→ Work instructions: Can you write what comes next in the forum thread about splitting fixed-width text into columns with Python, picking up right after its final line?

## START Passage

As I am new to python as I am trying to split the text data and convert into as row records. suppose I have 100 records as need i need to split into as 1-7 is one column,8-11 is second column,12-15 is third column and 16-25 is fourth column etc.. Can anyone help me that issue.
example text format :
1. animals120 redlivinginjungle
2. worldis2021 skybluecolour
The above 2 records are the example to split into the data as row.
Output format :
1. animals 120 red living injungle
2. worldis 202 sky blue colour
CodePudding user response:
Use the .str
accessor
column_splits = {'first': [0, 7], 'second': [7, 10]}
for column, limits in column_splits.items():
start, end = limits
df[column] = df['your_column'].str[start: end]
CodePudding user response:
You can combine itertools.tee
and zip_longest
Function to split:
from itertools import tee, zip_longest
def split_by_index(s):
indices = [0,7,10,14,20]
start, end = tee(indices)

## END Passage
## START Dataset extract

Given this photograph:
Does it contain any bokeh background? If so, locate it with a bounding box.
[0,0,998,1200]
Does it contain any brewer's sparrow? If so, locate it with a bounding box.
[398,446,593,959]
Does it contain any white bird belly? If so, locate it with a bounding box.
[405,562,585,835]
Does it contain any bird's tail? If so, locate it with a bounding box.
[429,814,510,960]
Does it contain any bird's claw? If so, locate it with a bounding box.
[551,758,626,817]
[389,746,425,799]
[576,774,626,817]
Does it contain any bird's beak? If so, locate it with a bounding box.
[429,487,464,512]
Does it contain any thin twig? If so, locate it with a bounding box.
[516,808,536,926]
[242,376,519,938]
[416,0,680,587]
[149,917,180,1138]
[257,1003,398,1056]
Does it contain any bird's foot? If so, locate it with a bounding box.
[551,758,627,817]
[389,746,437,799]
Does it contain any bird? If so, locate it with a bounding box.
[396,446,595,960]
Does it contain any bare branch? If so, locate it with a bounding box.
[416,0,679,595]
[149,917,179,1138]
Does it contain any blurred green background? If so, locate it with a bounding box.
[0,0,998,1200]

## END Dataset extract

→ Expected output:
next(end)
return " ".join([s[i:j] for i,j in zip_longest(start, end)])
You data:
import pandas as pd
df = pd.DataFrame()
df["sentence"] = ["animals120 redlivinginjungle",
"animals140 redlivinginjungle",
"animals160 redlivinginjungle"]
sentence
0 animals120 redlivinginjungle
1 animals140 redlivinginjungle
2 animals160 redlivinginjungle
Then apply function to create new dataframe:
new_df = df["sentence"].apply(split_by_index).str.split(expand=True)
Output
print(new_df)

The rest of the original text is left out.